* [ESTRATTO DELLA FONTE]
------------------------------------

L'Unione fragile senza fiducia

C'è una terra sorda e stanca che sembra sospesa nel tempo. È un arcipelago di isole vulcaniche grande più o meno come un continente, un vecchio continente, che sembra rassegnato a una lenta decadenza

L'Unione fragile senza fiducia

C'è una terra sorda e stanca che sembra sospesa nel tempo. È un arcipelago di isole vulcaniche grande più o meno come un continente, un vecchio continente, che sembra rassegnato a una lenta decadenza. Un giorno dal mare cominciano ad arrivare cadaveri e la prima reazione è far finta di non vederli. Chi governa e chi vive nelle varie isole cerca in principio di nasconderli, poi cominciano a litigare tra di loro su chi deve seppellire quelle carcasse e a chi appartengono. Non riescono a mettersi d'accordo, perché ognuno ritiene che il problema sia dell'altro. Tutti si sentono sotto assedio. I cadaveri poi smettono di arrivare, perché sta accadendo qualcosa di ancora più inatteso. I morti non li porta il mare, ma spuntano a migliaia di migliaia dalla terra, in ogni angolo del continente, come un contagio, come un'epidemia. Non c'è risposta. Le varie isole continuano infatti a discutere su quello che bisogna fare, rinviando ogni decisione di settimana in settimana. Fino a quando non ci sarà più tempo.

------------------------------------

* [DATI FORNITI]
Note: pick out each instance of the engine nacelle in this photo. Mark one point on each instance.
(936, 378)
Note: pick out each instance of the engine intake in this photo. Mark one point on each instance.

------------------------------------

* [COMPITO DA SVOLGERE]
Ricopi per intero l'estratto della fonte, parola per parola, senza alcuna modifica.

* [RISPOSTA COMPLETA]
L'Unione fragile senza fiducia

C'è una terra sorda e stanca che sembra sospesa nel tempo. È un arcipelago di isole vulcaniche grande più o meno come un continente, un vecchio continente, che sembra rassegnato a una lenta decadenza

L'Unione fragile senza fiducia

C'è una terra sorda e stanca che sembra sospesa nel tempo. È un arcipelago di isole vulcaniche grande più o meno come un continente, un vecchio continente, che sembra rassegnato a una lenta decadenza. Un giorno dal mare cominciano ad arrivare cadaveri e la prima reazione è far finta di non vederli. Chi governa e chi vive nelle varie isole cerca in principio di nasconderli, poi cominciano a litigare tra di loro su chi deve seppellire quelle carcasse e a chi appartengono. Non riescono a mettersi d'accordo, perché ognuno ritiene che il problema sia dell'altro. Tutti si sentono sotto assedio. I cadaveri poi smettono di arrivare, perché sta accadendo qualcosa di ancora più inatteso. I morti non li porta il mare, ma spuntano a migliaia di migliaia dalla terra, in ogni angolo del continente, come un contagio, come un'epidemia. Non c'è risposta. Le varie isole continuano infatti a discutere su quello che bisogna fare, rinviando ogni decisione di settimana in settimana. Fino a quando non ci sarà più tempo.